BEGIN Provided records

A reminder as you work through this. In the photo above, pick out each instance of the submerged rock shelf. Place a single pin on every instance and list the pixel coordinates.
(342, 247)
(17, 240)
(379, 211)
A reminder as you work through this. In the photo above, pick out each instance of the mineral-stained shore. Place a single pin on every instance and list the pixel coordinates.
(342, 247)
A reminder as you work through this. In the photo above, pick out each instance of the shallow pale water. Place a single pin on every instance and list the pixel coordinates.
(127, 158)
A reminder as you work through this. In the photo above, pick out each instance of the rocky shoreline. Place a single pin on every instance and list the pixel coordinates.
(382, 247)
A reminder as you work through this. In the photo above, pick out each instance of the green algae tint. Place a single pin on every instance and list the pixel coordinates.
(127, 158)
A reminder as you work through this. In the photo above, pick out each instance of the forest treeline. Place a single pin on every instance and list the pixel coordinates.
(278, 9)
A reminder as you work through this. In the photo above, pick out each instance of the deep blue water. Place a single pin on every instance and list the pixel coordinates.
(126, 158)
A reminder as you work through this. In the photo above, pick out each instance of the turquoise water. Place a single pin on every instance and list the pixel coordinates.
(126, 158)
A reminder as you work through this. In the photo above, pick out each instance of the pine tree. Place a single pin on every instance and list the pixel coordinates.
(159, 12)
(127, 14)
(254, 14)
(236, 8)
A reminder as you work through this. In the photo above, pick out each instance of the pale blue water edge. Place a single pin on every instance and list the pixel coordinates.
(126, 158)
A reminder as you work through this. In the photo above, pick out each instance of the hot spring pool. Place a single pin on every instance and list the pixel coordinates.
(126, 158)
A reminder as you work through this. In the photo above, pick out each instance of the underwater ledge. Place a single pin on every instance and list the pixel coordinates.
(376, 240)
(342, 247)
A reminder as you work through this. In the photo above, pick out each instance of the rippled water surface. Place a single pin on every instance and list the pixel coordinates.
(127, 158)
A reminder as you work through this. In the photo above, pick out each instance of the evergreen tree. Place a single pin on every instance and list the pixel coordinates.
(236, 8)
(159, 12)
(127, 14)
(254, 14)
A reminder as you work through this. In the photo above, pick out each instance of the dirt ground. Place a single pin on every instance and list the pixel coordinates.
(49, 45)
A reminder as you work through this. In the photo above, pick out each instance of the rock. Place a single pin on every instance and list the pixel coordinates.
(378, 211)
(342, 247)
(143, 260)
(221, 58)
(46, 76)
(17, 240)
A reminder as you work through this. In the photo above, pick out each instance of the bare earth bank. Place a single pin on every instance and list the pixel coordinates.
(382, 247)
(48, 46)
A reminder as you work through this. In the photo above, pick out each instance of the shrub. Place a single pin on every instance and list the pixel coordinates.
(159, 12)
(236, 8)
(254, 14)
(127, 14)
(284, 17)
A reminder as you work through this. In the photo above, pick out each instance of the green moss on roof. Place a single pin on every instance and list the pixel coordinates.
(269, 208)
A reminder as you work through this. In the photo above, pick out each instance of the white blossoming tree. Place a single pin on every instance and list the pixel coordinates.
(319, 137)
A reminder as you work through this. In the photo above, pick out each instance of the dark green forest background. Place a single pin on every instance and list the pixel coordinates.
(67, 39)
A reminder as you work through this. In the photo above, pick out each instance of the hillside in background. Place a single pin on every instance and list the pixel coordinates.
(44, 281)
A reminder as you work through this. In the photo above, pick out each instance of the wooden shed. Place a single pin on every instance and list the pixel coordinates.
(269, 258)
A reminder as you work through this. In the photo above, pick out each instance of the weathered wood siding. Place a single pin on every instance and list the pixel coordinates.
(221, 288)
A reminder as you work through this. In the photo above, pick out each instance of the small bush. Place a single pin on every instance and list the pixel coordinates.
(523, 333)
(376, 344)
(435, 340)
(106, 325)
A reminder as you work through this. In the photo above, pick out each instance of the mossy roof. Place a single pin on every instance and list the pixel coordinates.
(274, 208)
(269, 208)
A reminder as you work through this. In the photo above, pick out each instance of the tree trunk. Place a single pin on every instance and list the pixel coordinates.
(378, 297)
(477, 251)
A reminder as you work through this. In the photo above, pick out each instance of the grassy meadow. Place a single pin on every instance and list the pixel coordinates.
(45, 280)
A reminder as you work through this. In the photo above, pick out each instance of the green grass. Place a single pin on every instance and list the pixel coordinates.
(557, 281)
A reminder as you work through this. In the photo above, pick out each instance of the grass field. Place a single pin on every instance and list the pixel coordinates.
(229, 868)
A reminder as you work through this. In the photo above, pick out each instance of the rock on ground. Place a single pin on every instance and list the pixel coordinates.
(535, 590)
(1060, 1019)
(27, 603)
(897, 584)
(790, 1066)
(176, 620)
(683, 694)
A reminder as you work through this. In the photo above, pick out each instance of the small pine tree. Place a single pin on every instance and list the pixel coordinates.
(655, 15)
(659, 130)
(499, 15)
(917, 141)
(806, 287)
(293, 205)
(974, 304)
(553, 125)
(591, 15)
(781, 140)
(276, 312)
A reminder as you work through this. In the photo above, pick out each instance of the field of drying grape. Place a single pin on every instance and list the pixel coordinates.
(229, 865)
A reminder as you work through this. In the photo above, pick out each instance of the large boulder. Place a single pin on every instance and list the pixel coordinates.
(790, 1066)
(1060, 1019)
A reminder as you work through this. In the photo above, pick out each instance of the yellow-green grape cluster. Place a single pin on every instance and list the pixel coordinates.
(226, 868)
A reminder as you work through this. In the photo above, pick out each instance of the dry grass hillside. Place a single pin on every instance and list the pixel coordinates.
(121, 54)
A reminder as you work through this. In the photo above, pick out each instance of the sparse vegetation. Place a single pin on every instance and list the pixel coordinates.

END Provided records

* **Work required**:
Extract the complete listing above, reproducing each line exactly.

* **Expected answer**:
A reminder as you work through this. In the photo above, pick out each instance of the submerged rock shelf. Place a single pin on every instance and list the pixel coordinates.
(342, 247)
(17, 240)
(379, 211)
A reminder as you work through this. In the photo above, pick out each instance of the mineral-stained shore. Place a single pin on every instance and list the pixel coordinates.
(342, 247)
A reminder as you work through this. In the photo above, pick out each instance of the shallow pale water. Place a single pin on every instance and list the pixel coordinates.
(127, 158)
A reminder as you work through this. In the photo above, pick out each instance of the rocky shoreline. Place a single pin on every instance and list the pixel coordinates.
(382, 247)
A reminder as you work through this. In the photo above, pick out each instance of the green algae tint. Place a single pin on every instance and list the pixel coordinates.
(127, 158)
A reminder as you work through this. In the photo above, pick out each instance of the forest treeline. Place a single pin on every instance and list the pixel coordinates.
(278, 9)
A reminder as you work through this. In the photo above, pick out each instance of the deep blue water. Place a single pin on every instance and list the pixel coordinates.
(126, 158)
A reminder as you work through this. In the photo above, pick out each instance of the turquoise water. Place a single pin on every instance and list the pixel coordinates.
(126, 158)
A reminder as you work through this. In the photo above, pick out each instance of the pine tree. Place a single pin on every instance and list the pixel coordinates.
(159, 12)
(127, 14)
(254, 14)
(236, 8)
A reminder as you work through this. In the photo above, pick out each instance of the pale blue water edge. Place a single pin on every instance and list the pixel coordinates.
(126, 158)
A reminder as you work through this. In the photo above, pick out each instance of the hot spring pool. Place a single pin on every instance and list the pixel coordinates.
(126, 158)
A reminder as you work through this. In the photo above, pick out each instance of the underwater ledge. Place a single pin on every instance and list the pixel coordinates.
(376, 240)
(342, 247)
A reminder as you work through this. In the photo above, pick out each instance of the rippled water surface. Place a single pin on every instance and list the pixel coordinates.
(127, 158)
A reminder as you work through this. In the photo above, pick out each instance of the evergreen tree. Place a single pin on every instance and list the pixel coordinates.
(236, 8)
(159, 12)
(127, 14)
(254, 14)
A reminder as you work through this. In the photo above, pick out each instance of the dirt ground. Place a single pin on every instance and list the pixel coordinates.
(49, 45)
A reminder as you work through this. In the photo above, pick out each instance of the rock. Place a single pin on every instance and list the pixel coordinates.
(378, 211)
(342, 247)
(143, 260)
(221, 58)
(46, 76)
(17, 240)
A reminder as you work through this. In the photo above, pick out each instance of the bare earth bank. Place a single pin on every instance and list the pixel coordinates.
(382, 247)
(48, 46)
A reminder as you work through this. In the photo above, pick out each instance of the shrub. Place a single pin on every instance and list the pixel coordinates.
(159, 12)
(236, 8)
(254, 14)
(127, 14)
(284, 17)
A reminder as you work through this. In the photo above, pick out each instance of the green moss on roof. Place a single pin on every instance and list the pixel coordinates.
(269, 208)
A reminder as you work through this. In the photo above, pick out each instance of the white blossoming tree. Place a single pin on every instance and list the pixel coordinates.
(319, 137)
A reminder as you work through this. In the photo above, pick out each instance of the dark green forest background. Place a single pin on every instance and list the pixel coordinates.
(67, 39)
A reminder as you work through this. In the photo above, pick out each instance of the hillside in background. Place a single pin on every instance and list the pixel coordinates.
(44, 281)
A reminder as you work through this. In the photo above, pick out each instance of the wooden shed. Place a single pin on every instance and list the pixel coordinates.
(269, 258)
A reminder as you work through this. In the photo above, pick out each instance of the weathered wood siding. Place a single pin on every instance and list the pixel coordinates.
(221, 288)
A reminder as you work through this. In the photo above, pick out each instance of the small bush. Place a single pin on every instance and list the pixel coordinates.
(523, 333)
(376, 344)
(435, 340)
(106, 325)
A reminder as you work through this. In the photo above, pick out each instance of the mossy roof. Place a single pin on every instance and list the pixel coordinates.
(274, 208)
(269, 208)
A reminder as you work through this. In the photo above, pick out each instance of the tree trunk. Place a single pin on every instance and list the pixel coordinates.
(378, 297)
(477, 251)
A reminder as you work through this. In the photo above, pick out each instance of the grassy meadow. Place a single pin on every instance and list the pixel coordinates.
(45, 280)
A reminder as you work through this. In the photo above, pick out each instance of the green grass. Place a single pin on every instance and list the pixel coordinates.
(557, 281)
A reminder as you work through this. In the photo above, pick out each instance of the grass field. Place a single pin on every instance and list the pixel coordinates.
(229, 868)
A reminder as you work through this. In the photo above, pick out each instance of the rock on ground. Place a single pin on every instance and list the pixel coordinates.
(535, 590)
(1060, 1019)
(27, 603)
(897, 584)
(790, 1066)
(176, 620)
(683, 694)
A reminder as you work through this. In the photo above, pick out each instance of the small pine tree. Place a single pin on every instance and list the pixel coordinates.
(655, 15)
(659, 130)
(499, 15)
(917, 141)
(806, 287)
(293, 205)
(974, 304)
(553, 125)
(591, 15)
(781, 140)
(276, 312)
A reminder as you work through this. In the photo above, pick out each instance of the field of drying grape. Place a single pin on every instance and list the pixel coordinates.
(229, 865)
A reminder as you work through this. In the photo above, pick out each instance of the large boulder. Place a single pin on every instance and list the pixel coordinates.
(790, 1066)
(1060, 1019)
A reminder as you work through this. In the photo above, pick out each instance of the yellow-green grape cluster. Place a single pin on every instance and list the pixel coordinates.
(226, 868)
A reminder as you work through this. In the photo above, pick out each instance of the dry grass hillside. Place a single pin on every instance and list the pixel coordinates.
(121, 54)
A reminder as you work through this. In the photo above, pick out each instance of the sparse vegetation. Place a single pin on every instance and list the pixel coordinates.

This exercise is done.